### Problem set
a. In the House debate transcript, by how many persons does the member for Terrebonne say homelessness has increased?
b. Pick up the House debate transcript after its final sentence and continue it.

Louise Chabot Bloc Thérèse-De Blainville, QC

Madam Speaker, I thank my colleagues for their comments, which illustrate that the money provided by the federal government, by way of our taxes, I would point out, is not being invested in the right place.

Speaking of urgent needs, there are two files we have been working for years, even though they both concern federal programs and involve no interference. The federal government spends more time interfering than looking after its own affairs.

Old age security for our seniors is urgent, and so is employment insurance reform for workers in struggling socio-economic regions. These are two key measures for supporting Quebeckers. I would like to hear my colleague's thoughts on that.

Fall Economic Statement Implementation Act, 2023Government Orders

1:20 p.m.

Bloc

Nathalie Sinclair-Desgagné Bloc Terrebonne, QC

Madam Speaker, I thank my hon. colleague and friend for her excellent question.

Old age security is indeed essential for many people who have reached a certain age and need it to live on. We also know that inflation is causing major headaches for these people who still need to put food on the table and keep a roof over their heads. However, the government did not increase old age security for all age groups, as it should have, despite the bill that was passed and that had been introduced by the Bloc Québécois.

Another great example is employment insurance. It is one of the few files that is in the federal government's hands. How long have we been waiting for the reform, one year, two years or three years? I do not know how long it has been. Where is that reform? Why is there still nothing for employment insurance?

Fall Economic Statement Implementation Act, 2023Government Orders

1:20 p.m.

NDP

Daniel Blaikie NDP Elmwood—Transcona, MB

Madam Speaker, when it comes to housing, we know that the government is not doing enough or acting quickly enough. However, there are ideas being floated, like creating an acquisition fund for non-profit organizations. There are other proposals.

I wonder what sort of action the member would like to see the federal government take on housing.

Fall Economic Statement Implementation Act, 2023Government Orders

1:20 p.m.

Bloc

Nathalie Sinclair-Desgagné Bloc Terrebonne, QC

Madam Speaker, my colleague gave the example of an acquisition fund. We completely agree with that idea. In fact, we asked the former housing minister directly what he thought about an acquisition fund. Unfortunately, we did not get any response. It would be a very good solution for quickly creating affordable rental housing and put a roof over people's heads.

We proposed establishing an emergency fund to address homelessness, which, as members know, has increased tremendously. I provided the figures in my speech. We are talking about another 10,000 persons who are experiencing homelessness. That is terrible. We absolutely need to bring in emergency measures and not wait until 2026.

Fall Economic Statement Implementation Act, 2023Government Orders

1:20 p.m.

NDP

Daniel Blaikie NDP Elmwood—Transcona, MB

Madam Speaker, I am quite pleased to rise today to speak to this latest budget implementation act by the government.

I have been listening closely to the debate, so I would like to start by offering some comments on it so far. Then I am going to talk a bit more about the bill.

### Supplied material
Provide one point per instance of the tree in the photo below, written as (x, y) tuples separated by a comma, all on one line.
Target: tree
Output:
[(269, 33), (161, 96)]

### Answers for the exercise
a. Another 10,000 persons.

b.
I had occasion to ask the Conservative leader not long ago here in the House about the problem of inflation that Canadians are experiencing. We know they are experiencing it, as we all are. When we go into a grocery store, we see the rising prices. We know people are struggling to stay in their homes. We see it on the street in our communities. We see more people pitching tents in order to have a roof over their head at night, such as it is. We hear stories, unfortunately, of cities focusing their energy on clearing out encampments of people with nowhere to go instead of trying to figure out how to create better homes that provide more warmth and support in a challenging winter. We are hearing about it from constituents, for instance, who are having to choose to cut pills or pay the rent. There are all sorts of ways in which this really difficult economic time is affecting Canadians, so the question for us here in Parliament is what to do about it.

Certainly, the Conservative leader has a lot of opinions on that. My question earlier was why, when he talks about inflation and the hardship that Canadians are experiencing, he does not mention whether it is just in Canada. There have been some incredible studies here in Canada saying that price increases over and above the increase in costs for large corporations are responsible for 25% or more of the inflation that Canadians have experienced, so I want to be really clear that those are not price increases. We know that, particularly, a lot of small and medium-sized businesses in our communities are experiencing higher costs and have to pass them on to their consumers. Even some big corporations are experiencing higher input costs, and some of that gets passed on to consumers. However, we are talking about price increases that go above and beyond that increase in costs.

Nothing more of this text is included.